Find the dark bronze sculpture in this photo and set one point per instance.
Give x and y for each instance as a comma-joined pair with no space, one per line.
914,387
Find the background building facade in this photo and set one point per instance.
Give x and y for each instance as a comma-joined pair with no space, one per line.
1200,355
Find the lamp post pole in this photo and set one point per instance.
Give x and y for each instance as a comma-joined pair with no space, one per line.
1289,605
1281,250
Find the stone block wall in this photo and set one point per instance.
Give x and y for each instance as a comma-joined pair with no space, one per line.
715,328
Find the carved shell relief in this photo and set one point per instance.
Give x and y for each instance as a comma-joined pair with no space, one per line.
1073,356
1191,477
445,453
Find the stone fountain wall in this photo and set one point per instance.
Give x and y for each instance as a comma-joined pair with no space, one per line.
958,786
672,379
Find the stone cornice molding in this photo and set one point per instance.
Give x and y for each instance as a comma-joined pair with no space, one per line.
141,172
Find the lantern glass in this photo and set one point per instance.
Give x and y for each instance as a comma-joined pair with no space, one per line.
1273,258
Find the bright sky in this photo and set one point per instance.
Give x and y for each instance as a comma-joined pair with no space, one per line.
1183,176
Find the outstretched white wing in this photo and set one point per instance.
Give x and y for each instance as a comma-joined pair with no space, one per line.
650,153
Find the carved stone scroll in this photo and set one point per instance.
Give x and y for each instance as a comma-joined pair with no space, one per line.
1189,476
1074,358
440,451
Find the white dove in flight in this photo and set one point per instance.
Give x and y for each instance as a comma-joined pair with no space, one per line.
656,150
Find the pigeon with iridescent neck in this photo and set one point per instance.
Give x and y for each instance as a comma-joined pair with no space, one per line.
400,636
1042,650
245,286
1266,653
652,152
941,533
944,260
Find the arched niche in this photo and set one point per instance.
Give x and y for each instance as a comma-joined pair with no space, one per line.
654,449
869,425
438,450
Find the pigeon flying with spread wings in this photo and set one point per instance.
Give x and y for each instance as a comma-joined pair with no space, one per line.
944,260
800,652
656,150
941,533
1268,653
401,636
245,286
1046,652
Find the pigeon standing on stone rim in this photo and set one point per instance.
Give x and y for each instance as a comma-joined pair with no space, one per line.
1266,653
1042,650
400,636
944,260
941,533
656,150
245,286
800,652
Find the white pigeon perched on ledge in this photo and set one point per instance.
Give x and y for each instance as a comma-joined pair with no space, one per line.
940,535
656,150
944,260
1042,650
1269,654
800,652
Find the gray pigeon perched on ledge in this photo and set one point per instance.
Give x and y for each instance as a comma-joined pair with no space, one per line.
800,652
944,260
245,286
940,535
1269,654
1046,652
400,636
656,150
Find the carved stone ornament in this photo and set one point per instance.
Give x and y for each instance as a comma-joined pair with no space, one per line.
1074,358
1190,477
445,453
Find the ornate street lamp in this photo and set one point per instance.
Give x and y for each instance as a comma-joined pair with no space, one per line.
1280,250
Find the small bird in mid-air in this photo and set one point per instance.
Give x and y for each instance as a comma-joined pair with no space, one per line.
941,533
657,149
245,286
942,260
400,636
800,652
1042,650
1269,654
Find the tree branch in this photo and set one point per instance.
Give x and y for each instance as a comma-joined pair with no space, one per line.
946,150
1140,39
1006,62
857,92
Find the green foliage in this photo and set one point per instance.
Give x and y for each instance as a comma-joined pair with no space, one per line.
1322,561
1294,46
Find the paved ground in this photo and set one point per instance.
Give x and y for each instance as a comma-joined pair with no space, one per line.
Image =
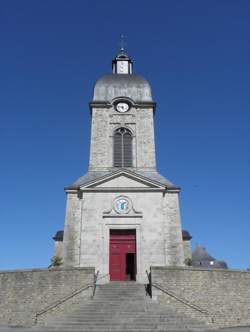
233,329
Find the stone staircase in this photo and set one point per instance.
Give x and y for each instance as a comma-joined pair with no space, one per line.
121,306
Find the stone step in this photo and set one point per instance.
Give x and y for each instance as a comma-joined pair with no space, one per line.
121,307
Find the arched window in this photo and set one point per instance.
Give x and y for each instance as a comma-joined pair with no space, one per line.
123,148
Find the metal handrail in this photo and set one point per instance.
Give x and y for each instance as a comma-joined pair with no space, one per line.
95,281
148,287
58,302
184,301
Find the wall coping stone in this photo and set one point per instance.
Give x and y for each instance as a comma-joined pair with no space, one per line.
54,269
198,269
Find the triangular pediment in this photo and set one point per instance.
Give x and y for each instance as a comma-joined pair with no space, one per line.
122,180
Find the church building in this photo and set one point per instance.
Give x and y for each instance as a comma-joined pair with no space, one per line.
122,216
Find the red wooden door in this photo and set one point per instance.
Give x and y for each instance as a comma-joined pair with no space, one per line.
122,243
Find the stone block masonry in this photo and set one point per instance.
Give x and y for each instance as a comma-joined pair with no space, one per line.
23,293
223,294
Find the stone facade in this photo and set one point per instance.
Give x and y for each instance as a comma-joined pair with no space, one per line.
139,121
154,213
219,294
24,293
154,216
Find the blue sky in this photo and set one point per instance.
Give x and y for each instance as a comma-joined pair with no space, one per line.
195,55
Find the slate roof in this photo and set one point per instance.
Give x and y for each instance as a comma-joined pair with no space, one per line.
95,175
58,236
132,86
201,258
185,235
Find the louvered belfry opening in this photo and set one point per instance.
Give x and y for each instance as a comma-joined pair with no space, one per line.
123,148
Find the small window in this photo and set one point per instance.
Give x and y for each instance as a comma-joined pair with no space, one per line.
123,148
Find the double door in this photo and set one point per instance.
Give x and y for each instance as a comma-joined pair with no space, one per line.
122,260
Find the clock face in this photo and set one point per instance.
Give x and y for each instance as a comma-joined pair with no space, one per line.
122,107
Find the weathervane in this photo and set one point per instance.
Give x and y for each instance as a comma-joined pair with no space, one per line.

--- --- ---

■ **WHAT IS BEING ASKED**
Rewrite all of the records above, changing every "comma-joined pair" to "comma-separated pair" and leaving everything else as it is. Leave the pictures out of your answer.

■ **REPLY**
Find the dark bronze sculpture in this photo and set one point per instance.
Give x and y for each instance as a comma-separated pair with no space, one per line.
914,387
Find the background building facade in this photo and set one point per instance.
Give x and y for each instance as a comma-separated pair with no space, one per line.
1200,355
Find the lamp post pole in this photo and set one point per instance.
Give x and y for each instance as a comma-separated pair with no space, one per line.
1289,605
1281,250
Find the stone block wall in this photo and set one point per instance.
Give x and y for each instance as a comma-separated pair with no space, one per line.
715,328
Find the carved shell relief in this photo and set one point per instance.
Give x and y for each instance as a comma-separated pair with no space, one per line.
1073,356
1191,477
445,453
Find the stone fountain wall in this photo and set one point per instance.
Give x and y for each instance as a comma-separated pair with no space, one per line.
958,786
672,379
Find the stone cornice molding in this photo and set one point per instance.
Give x and y for each instance as a comma-separated pair with no space, one per line.
141,172
Find the lantern glass in this photo and set one point per instance.
Give x and y for each instance as a comma-separated pair with no space, one per line.
1273,258
Find the bright sky in this photo and set one point per instance.
Give x and y for each instance as a comma-separated pair with no space, one per line.
1183,176
Find the outstretched white wing in this photo and set one point per instance.
Give x and y for each instance as a comma-separated pair with no space, one per line.
650,153
Find the carved stone scroll in this photo and set one point per instance.
Give x and y for each instance as a comma-separated pair with no space, one per line.
1189,476
1074,358
440,451
Find the white dove in flight in this photo and set one point per instance.
Give x and y for each instance as a comma-separated pair with no space, one per line.
656,150
Find the pigeon with iridescent neck in this photo and set one point per instance.
Give x and y for each instance as a comma-separated pair with no space, one per line.
400,636
1042,650
245,286
1266,653
652,152
941,533
944,260
Find the arched niche in this photo and set one point per instance.
Give x and y for each instance as a comma-separated pair with no space, one per line.
654,449
869,425
438,450
Find the pigeon flying with spread wings in this photo and set one point per instance.
Give x and y for each instance as a comma-separated pair with no space, one per line.
944,260
800,652
656,150
941,533
1268,653
401,636
245,286
1046,652
Find the pigeon standing on stone rim in this photo and set one point per instance.
Give x and y for each instance as a comma-separated pair with no space, one per line.
1266,653
1042,650
400,636
944,260
941,533
656,150
245,286
800,652
Find the white pigeon perched on ledge in this photo and set one point per instance.
Give x and y for each instance as a comma-separated pair with no space, one per line.
940,535
656,150
944,260
1042,650
1269,654
800,652
Find the gray pigeon perched on ledge in this photo and set one point per instance.
Give x and y for each instance as a comma-separated pair with no space, one per line.
800,652
944,260
245,286
940,535
1269,654
1046,652
400,636
656,150
Find the carved stone ornament in this photo and set one point per instance.
Give x and y for each instance as a comma-separated pair with no space, one per line.
1074,358
1190,477
445,453
Find the ornate street lamp in this photo and set one point per instance.
Give x and y for each instance as a comma-separated pair with no space, one per line.
1280,250
Find the small bird in mid-air in this photo and set one point per instance.
Give x and y for each instance as a comma-separated pair with no space, one per line.
941,533
657,149
245,286
942,260
400,636
800,652
1042,650
1269,654
Find the tree branch in this photo and set one point per instance.
Give x and y for each instance as a comma-separated pair with no space, one per line.
946,150
1140,39
1006,62
857,92
Find the green foliage in this photo and set one point per instance.
Give x and y for each instance as a comma-separated pair with no space, one per line.
1322,561
1294,46
Find the paved ground in this photo and set one point per instance.
Give x and y for each instance as a comma-separated pair with no space, one per line.
Image =
233,329
Find the stone staircase in this photo and set one point per instance.
Give x and y for each instance as a comma-separated pair with no space, one per line.
121,306
Find the stone step in this photo and set one point per instance.
Give x and y for each instance as a comma-separated pair with no space, one per line.
121,307
Find the arched window in this photo and set one point per instance.
Give x and y for each instance as a comma-separated pair with no space, one per line.
123,148
Find the metal handrail in this photo and set one point per instance.
Give x and y for each instance as a comma-separated pair with no space, one per line.
95,281
148,287
58,302
184,301
Find the wall coping stone in this photo and set one point per instance.
Give x and y for each instance as a comma-separated pair with no space, one per line.
54,269
198,269
Find the triangular pediment in this photo and set one point per instance.
Give x and y for each instance as a comma-separated pair with no space, one per line.
122,180
Find the church building in this photo and set one point per instance.
Give x and y for each instance as a comma-separated pair with no space, one per line.
122,216
Find the red wooden door in this photo and set one point per instance.
Give x and y for each instance as a comma-separated pair with no space, one per line.
122,243
Find the stone block masonry in this photo and set one point per instance.
Give x and y for each instance as a comma-separated pair with no space, one per line.
23,293
223,294
Find the stone facade in this photo and set one point per instance.
Give x and y for each instance as a comma-separated pair with no space, one per line.
139,121
154,213
219,294
24,293
154,216
Find the blue sky in this photo and set one point per instance.
Give x and y for each instance as a comma-separated pair with no space, one per line.
195,55
Find the slate roof in this photo and set one point per instance.
Give x and y for each instance as a comma-separated pair with no space, one per line.
95,175
58,236
132,86
201,258
185,235
Find the louvered belfry opening in this photo and set one point per instance.
Give x and y for each instance as a comma-separated pair with no space, one per line.
123,148
Find the small window in this photo and set one point per instance.
Give x and y for each instance as a comma-separated pair with no space, one per line.
123,148
Find the double door in this photo and set one point per instance.
Give x and y for each instance as a comma-separated pair with no space, one per line.
122,260
Find the clock face in this photo and set one point per instance.
Give x and y for each instance as a comma-separated pair with no space, one per line.
122,107
Find the weathervane in this photo and set one point per instance.
Give x and y for each instance as a comma-separated pair with no space, one per line.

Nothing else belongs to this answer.